BEGIN

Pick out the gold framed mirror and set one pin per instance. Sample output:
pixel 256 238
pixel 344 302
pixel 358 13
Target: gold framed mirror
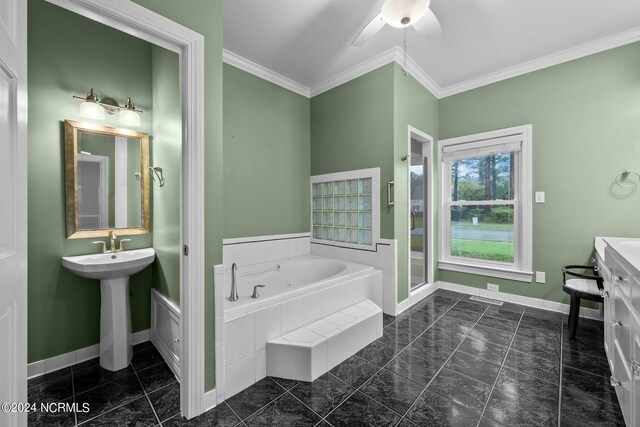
pixel 106 180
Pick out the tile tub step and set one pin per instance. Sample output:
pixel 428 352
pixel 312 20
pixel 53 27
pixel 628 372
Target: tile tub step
pixel 308 352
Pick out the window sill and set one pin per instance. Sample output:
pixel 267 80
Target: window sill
pixel 502 273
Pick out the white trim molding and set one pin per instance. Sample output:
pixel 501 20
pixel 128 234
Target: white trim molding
pixel 258 70
pixel 133 19
pixel 463 147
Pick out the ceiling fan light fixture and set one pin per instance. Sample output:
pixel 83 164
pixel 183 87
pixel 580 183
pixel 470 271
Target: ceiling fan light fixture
pixel 402 13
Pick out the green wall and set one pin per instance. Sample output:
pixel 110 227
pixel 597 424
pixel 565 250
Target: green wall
pixel 67 55
pixel 352 128
pixel 266 137
pixel 205 17
pixel 167 153
pixel 586 129
pixel 414 106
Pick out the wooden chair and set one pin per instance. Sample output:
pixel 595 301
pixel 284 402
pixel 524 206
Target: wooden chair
pixel 580 286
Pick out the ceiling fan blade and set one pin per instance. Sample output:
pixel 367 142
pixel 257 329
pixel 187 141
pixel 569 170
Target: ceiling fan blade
pixel 428 26
pixel 369 31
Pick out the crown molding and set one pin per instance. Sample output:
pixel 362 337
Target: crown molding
pixel 264 73
pixel 395 54
pixel 557 58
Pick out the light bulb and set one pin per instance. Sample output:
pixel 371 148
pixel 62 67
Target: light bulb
pixel 92 110
pixel 402 13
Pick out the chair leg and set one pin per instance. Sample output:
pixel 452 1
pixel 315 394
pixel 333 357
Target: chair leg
pixel 574 313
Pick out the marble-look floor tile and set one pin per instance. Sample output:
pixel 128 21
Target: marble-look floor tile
pixel 442 336
pixel 593 385
pixel 484 349
pixel 522 385
pixel 454 325
pixel 499 324
pixel 512 411
pixel 585 362
pixel 166 401
pixel 539 347
pixel 323 394
pixel 137 413
pixel 156 377
pixel 460 314
pixel 255 397
pixel 535 366
pixel 393 391
pixel 92 376
pixel 105 398
pixel 465 391
pixel 379 352
pixel 491 335
pixel 474 367
pixel 355 371
pixel 286 383
pixel 589 410
pixel 417 369
pixel 426 349
pixel 431 409
pixel 220 416
pixel 52 419
pixel 412 326
pixel 284 411
pixel 359 410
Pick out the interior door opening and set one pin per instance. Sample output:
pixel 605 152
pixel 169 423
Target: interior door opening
pixel 419 209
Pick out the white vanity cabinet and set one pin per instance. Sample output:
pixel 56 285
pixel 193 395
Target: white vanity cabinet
pixel 620 269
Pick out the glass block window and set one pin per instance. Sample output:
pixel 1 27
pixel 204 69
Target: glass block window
pixel 342 211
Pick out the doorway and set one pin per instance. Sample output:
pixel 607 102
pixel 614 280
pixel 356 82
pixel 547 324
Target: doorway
pixel 419 189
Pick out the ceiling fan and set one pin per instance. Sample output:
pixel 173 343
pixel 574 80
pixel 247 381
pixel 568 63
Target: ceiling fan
pixel 401 14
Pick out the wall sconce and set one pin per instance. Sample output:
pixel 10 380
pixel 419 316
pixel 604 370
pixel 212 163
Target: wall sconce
pixel 93 108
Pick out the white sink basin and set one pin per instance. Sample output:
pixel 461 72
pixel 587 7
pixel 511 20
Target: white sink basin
pixel 110 265
pixel 113 271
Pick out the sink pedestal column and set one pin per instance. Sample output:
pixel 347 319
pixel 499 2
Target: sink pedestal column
pixel 116 349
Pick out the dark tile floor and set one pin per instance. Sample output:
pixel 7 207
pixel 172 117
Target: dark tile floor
pixel 448 361
pixel 144 394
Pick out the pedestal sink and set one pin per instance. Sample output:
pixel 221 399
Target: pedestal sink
pixel 113 270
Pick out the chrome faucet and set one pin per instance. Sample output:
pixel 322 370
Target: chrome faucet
pixel 234 288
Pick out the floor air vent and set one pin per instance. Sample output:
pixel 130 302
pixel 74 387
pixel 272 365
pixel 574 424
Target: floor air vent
pixel 487 300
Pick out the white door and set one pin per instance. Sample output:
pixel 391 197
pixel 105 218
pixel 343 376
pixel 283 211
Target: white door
pixel 13 208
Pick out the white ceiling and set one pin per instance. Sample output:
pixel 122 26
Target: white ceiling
pixel 309 41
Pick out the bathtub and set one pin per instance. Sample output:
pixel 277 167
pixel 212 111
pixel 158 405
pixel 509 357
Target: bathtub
pixel 297 292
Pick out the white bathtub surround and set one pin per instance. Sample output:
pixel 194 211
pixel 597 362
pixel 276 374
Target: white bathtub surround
pixel 310 351
pixel 319 287
pixel 46 366
pixel 517 299
pixel 165 330
pixel 383 256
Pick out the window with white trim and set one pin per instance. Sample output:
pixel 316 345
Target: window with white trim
pixel 485 220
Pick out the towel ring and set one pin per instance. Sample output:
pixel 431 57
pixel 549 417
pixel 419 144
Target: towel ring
pixel 624 175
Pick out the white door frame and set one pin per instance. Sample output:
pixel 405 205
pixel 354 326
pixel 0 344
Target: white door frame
pixel 427 152
pixel 131 18
pixel 13 237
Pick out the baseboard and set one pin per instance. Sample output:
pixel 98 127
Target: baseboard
pixel 559 307
pixel 165 330
pixel 415 297
pixel 55 363
pixel 210 400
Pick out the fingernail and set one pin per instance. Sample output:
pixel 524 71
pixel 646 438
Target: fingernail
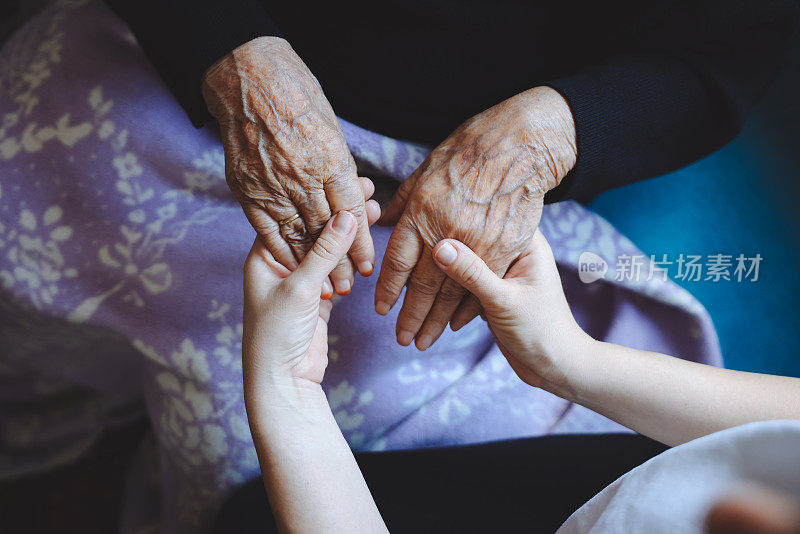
pixel 424 341
pixel 327 290
pixel 365 268
pixel 344 222
pixel 342 287
pixel 405 338
pixel 446 254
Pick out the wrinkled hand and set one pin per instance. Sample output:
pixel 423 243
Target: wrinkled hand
pixel 285 321
pixel 484 185
pixel 285 153
pixel 526 310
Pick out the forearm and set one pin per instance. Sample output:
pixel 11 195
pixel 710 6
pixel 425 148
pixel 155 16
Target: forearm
pixel 311 477
pixel 672 400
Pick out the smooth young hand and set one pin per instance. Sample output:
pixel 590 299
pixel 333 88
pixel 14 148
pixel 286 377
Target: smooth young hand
pixel 526 310
pixel 285 320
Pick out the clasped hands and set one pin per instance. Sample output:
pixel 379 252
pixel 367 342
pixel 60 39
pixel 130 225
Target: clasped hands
pixel 287 163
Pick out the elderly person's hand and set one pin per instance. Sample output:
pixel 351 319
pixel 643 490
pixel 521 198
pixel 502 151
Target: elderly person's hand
pixel 286 159
pixel 484 185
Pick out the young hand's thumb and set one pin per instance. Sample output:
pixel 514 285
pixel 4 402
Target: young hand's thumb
pixel 465 267
pixel 330 247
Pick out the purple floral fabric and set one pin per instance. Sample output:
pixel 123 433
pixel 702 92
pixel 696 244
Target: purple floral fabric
pixel 121 255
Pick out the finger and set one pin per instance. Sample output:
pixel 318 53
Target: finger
pixel 461 264
pixel 261 270
pixel 402 252
pixel 325 308
pixel 367 187
pixel 297 238
pixel 329 248
pixel 310 203
pixel 268 230
pixel 398 203
pixel 342 195
pixel 446 303
pixel 421 291
pixel 373 211
pixel 469 308
pixel 342 277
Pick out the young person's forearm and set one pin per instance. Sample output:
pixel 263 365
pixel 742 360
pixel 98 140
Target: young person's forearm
pixel 311 477
pixel 673 400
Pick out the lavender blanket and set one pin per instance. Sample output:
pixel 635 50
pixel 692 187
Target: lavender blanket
pixel 121 255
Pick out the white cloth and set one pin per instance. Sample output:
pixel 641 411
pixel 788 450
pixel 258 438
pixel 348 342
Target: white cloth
pixel 672 492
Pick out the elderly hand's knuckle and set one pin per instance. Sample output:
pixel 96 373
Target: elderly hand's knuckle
pixel 391 286
pixel 398 264
pixel 450 293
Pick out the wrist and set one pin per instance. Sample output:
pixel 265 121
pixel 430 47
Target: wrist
pixel 220 83
pixel 279 393
pixel 570 358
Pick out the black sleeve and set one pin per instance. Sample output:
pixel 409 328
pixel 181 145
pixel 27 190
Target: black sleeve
pixel 680 88
pixel 182 38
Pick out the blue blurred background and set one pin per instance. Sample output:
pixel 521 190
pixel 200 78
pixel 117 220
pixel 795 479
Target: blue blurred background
pixel 742 199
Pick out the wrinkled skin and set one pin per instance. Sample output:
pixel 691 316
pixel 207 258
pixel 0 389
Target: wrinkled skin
pixel 285 154
pixel 484 186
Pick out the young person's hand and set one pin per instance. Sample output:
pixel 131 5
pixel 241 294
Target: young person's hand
pixel 526 310
pixel 663 397
pixel 285 320
pixel 312 480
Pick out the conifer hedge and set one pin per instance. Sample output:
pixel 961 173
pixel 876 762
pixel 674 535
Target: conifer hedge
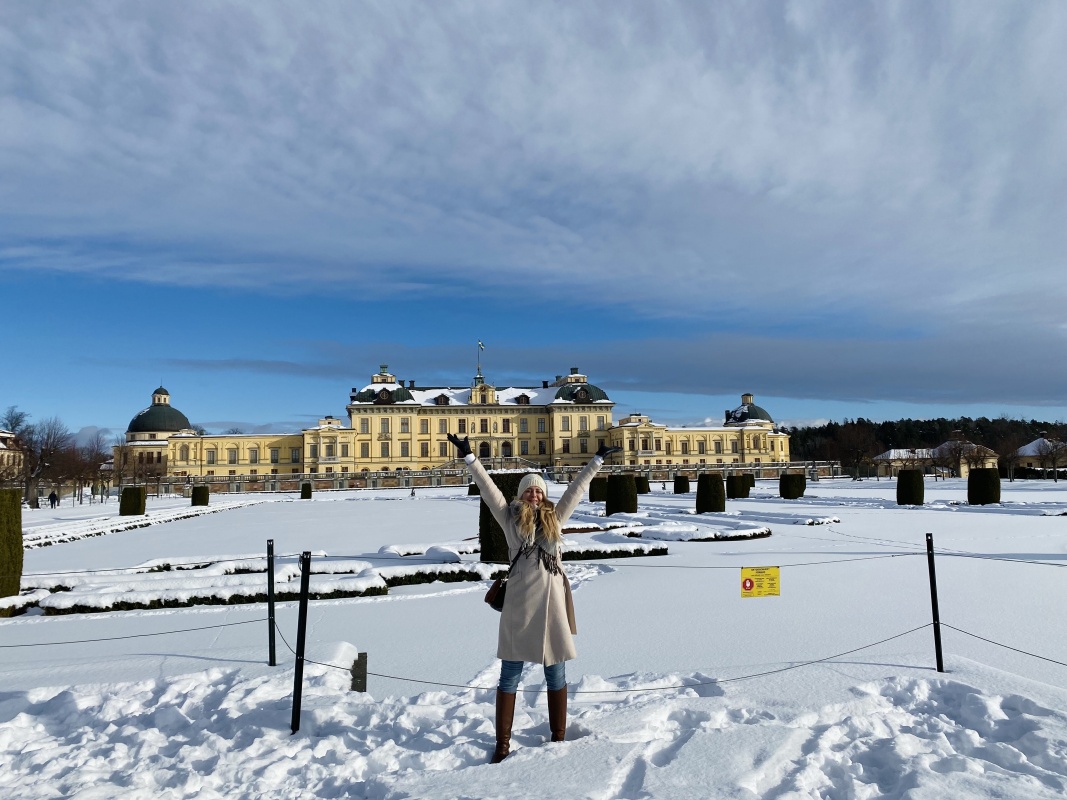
pixel 736 486
pixel 792 485
pixel 11 542
pixel 132 500
pixel 711 495
pixel 494 545
pixel 909 488
pixel 983 486
pixel 621 495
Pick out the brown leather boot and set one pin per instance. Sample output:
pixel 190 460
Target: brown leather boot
pixel 505 716
pixel 557 713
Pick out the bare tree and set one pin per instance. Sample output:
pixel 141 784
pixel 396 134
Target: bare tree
pixel 43 448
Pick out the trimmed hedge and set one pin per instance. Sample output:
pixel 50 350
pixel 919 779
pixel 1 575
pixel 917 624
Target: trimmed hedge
pixel 11 543
pixel 792 485
pixel 736 486
pixel 983 486
pixel 711 495
pixel 909 488
pixel 598 490
pixel 132 500
pixel 494 546
pixel 621 495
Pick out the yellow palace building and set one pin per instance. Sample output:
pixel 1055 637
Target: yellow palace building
pixel 395 426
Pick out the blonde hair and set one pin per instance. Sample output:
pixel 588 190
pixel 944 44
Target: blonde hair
pixel 544 515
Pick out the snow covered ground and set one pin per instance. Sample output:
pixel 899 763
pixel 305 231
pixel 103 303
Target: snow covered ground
pixel 681 689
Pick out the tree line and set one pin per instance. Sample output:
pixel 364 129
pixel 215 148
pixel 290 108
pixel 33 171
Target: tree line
pixel 50 454
pixel 855 442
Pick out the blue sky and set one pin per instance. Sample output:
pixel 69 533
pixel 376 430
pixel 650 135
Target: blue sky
pixel 847 209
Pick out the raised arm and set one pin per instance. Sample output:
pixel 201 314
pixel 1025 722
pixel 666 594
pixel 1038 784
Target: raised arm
pixel 573 494
pixel 490 494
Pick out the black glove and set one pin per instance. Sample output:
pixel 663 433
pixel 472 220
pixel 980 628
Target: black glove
pixel 463 445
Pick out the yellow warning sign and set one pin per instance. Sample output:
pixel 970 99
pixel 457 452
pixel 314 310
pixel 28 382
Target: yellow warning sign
pixel 760 581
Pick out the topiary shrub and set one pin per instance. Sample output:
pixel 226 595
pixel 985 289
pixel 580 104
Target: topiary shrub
pixel 909 488
pixel 11 543
pixel 494 545
pixel 983 486
pixel 621 495
pixel 792 485
pixel 711 495
pixel 132 500
pixel 736 486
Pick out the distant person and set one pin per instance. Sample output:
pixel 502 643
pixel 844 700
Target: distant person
pixel 538 622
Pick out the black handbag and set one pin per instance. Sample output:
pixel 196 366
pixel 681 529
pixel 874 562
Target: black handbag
pixel 498 590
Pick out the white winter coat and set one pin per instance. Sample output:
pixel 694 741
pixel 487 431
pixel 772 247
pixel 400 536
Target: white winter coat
pixel 538 622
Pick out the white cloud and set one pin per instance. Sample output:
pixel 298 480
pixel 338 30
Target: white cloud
pixel 898 161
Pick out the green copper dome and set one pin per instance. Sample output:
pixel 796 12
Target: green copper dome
pixel 580 393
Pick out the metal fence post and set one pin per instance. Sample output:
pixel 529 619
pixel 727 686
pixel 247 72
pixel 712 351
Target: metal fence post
pixel 298 681
pixel 937 616
pixel 271 657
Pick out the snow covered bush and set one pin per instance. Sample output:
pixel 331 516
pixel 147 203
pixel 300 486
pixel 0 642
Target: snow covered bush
pixel 792 485
pixel 983 486
pixel 598 490
pixel 909 488
pixel 711 495
pixel 132 500
pixel 736 486
pixel 11 543
pixel 621 495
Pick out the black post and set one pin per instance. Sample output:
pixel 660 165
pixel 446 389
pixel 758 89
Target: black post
pixel 271 658
pixel 298 681
pixel 937 616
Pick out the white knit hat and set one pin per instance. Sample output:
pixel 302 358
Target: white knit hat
pixel 532 479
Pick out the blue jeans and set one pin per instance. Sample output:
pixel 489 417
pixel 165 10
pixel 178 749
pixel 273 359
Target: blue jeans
pixel 555 676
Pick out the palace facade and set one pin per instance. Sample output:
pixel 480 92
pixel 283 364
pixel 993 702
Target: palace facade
pixel 395 426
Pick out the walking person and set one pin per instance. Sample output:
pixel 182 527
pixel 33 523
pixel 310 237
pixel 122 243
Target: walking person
pixel 537 623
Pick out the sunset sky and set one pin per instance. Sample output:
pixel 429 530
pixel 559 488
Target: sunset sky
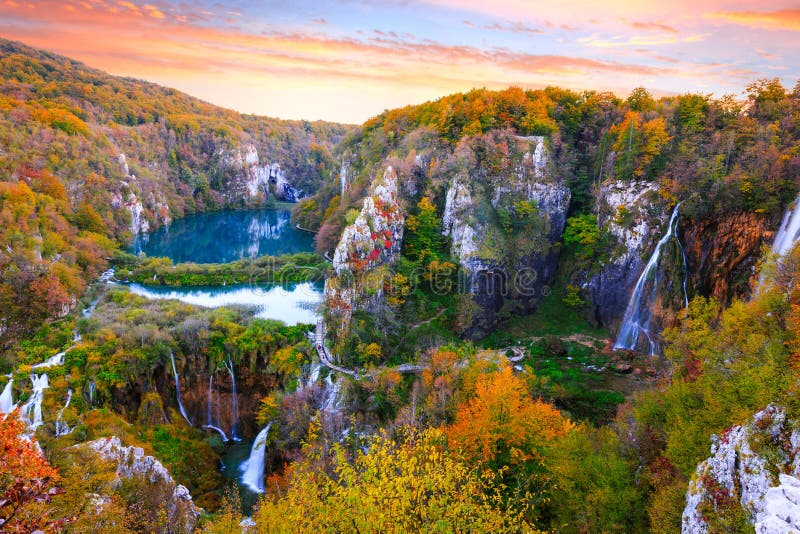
pixel 349 60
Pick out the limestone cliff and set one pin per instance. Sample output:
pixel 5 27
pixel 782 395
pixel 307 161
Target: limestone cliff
pixel 258 179
pixel 755 467
pixel 173 499
pixel 633 215
pixel 374 238
pixel 512 258
pixel 722 253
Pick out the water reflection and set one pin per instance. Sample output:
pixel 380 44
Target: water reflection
pixel 291 304
pixel 225 236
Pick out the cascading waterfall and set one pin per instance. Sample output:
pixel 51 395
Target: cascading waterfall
pixel 333 395
pixel 7 398
pixel 209 414
pixel 253 468
pixel 32 409
pixel 636 321
pixel 52 361
pixel 178 388
pixel 234 402
pixel 787 236
pixel 62 428
pixel 789 231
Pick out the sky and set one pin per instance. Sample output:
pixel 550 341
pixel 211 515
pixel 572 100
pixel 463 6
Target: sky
pixel 349 60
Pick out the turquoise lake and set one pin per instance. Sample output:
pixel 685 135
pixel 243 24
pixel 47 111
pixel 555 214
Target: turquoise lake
pixel 225 236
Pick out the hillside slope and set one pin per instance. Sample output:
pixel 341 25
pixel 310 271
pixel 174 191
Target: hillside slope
pixel 88 159
pixel 490 179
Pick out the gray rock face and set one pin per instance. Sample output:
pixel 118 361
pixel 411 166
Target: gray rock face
pixel 377 233
pixel 374 238
pixel 767 489
pixel 631 213
pixel 495 276
pixel 179 508
pixel 260 177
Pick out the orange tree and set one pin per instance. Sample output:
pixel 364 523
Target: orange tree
pixel 502 429
pixel 27 481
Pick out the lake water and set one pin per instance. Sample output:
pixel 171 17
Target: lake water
pixel 225 236
pixel 292 304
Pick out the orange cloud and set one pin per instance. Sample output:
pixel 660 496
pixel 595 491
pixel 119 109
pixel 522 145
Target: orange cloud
pixel 785 19
pixel 296 74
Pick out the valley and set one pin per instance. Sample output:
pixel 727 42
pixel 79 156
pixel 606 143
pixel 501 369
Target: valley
pixel 498 311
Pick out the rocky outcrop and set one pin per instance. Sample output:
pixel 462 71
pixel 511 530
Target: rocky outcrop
pixel 140 216
pixel 376 235
pixel 175 500
pixel 755 467
pixel 373 239
pixel 722 253
pixel 265 179
pixel 632 213
pixel 502 266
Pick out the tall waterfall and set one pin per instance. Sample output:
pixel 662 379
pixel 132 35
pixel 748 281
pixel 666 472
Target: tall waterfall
pixel 32 410
pixel 62 428
pixel 178 388
pixel 234 402
pixel 253 468
pixel 210 424
pixel 7 398
pixel 638 314
pixel 52 361
pixel 789 231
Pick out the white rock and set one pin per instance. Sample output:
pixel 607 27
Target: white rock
pixel 733 464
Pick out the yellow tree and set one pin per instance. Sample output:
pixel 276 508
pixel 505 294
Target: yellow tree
pixel 411 486
pixel 502 429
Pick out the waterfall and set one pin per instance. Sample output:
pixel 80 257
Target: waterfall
pixel 253 468
pixel 333 397
pixel 209 414
pixel 636 321
pixel 52 361
pixel 789 231
pixel 178 388
pixel 7 399
pixel 32 409
pixel 234 402
pixel 62 428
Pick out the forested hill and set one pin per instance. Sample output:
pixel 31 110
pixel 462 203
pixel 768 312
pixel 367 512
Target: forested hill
pixel 87 159
pixel 515 178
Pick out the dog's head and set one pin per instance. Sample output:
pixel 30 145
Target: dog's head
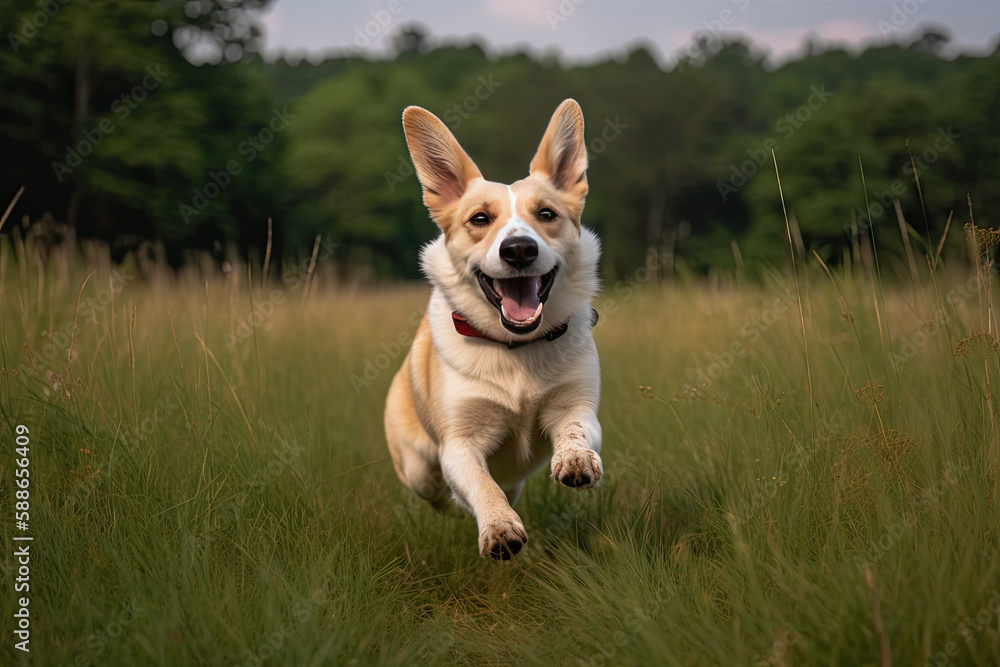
pixel 511 257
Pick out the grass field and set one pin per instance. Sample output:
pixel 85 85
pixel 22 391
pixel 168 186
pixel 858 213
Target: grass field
pixel 210 486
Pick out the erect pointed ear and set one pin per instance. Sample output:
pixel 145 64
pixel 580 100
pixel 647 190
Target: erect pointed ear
pixel 562 155
pixel 444 169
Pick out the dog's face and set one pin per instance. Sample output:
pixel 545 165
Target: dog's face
pixel 508 244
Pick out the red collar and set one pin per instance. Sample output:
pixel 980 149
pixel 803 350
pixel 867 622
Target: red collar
pixel 463 327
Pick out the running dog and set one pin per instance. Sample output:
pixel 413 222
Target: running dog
pixel 503 374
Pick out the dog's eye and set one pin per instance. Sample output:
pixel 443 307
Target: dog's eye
pixel 480 219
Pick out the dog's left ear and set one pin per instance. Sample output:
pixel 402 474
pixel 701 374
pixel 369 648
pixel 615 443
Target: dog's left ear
pixel 562 155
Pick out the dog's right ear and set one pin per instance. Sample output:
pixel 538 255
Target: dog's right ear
pixel 444 169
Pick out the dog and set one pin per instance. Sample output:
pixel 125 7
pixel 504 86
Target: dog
pixel 503 373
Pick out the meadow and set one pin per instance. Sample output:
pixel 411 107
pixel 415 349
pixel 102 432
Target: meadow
pixel 210 484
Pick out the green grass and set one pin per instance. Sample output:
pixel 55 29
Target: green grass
pixel 235 503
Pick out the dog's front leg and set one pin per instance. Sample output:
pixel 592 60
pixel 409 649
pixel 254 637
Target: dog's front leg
pixel 501 533
pixel 576 446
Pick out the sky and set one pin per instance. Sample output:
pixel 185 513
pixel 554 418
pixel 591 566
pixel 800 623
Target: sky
pixel 588 30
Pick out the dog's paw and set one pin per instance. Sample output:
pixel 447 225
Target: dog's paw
pixel 578 468
pixel 501 538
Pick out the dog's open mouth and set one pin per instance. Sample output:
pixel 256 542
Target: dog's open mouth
pixel 520 300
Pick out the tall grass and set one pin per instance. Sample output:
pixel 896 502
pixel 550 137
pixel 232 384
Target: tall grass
pixel 207 492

END

■ Work instruction ■
Write out, from the lines above, only those from the line with "Pick out the red" to the line with "pixel 615 443", exactly as given, including the first and the last.

■ Solution for this exercise ■
Pick out the red collar and set one pin per instance. Sample output:
pixel 980 149
pixel 803 350
pixel 867 622
Target: red collar
pixel 463 327
Pick out the running dog and set one pin per instance. Sample output:
pixel 413 222
Target: running dog
pixel 503 374
Pick out the dog's eye and set one pin per instance. Sample output:
pixel 443 307
Target: dog's eye
pixel 480 219
Pick out the dog's left ear and set one pin per instance. Sample output:
pixel 402 474
pixel 701 374
pixel 369 648
pixel 615 443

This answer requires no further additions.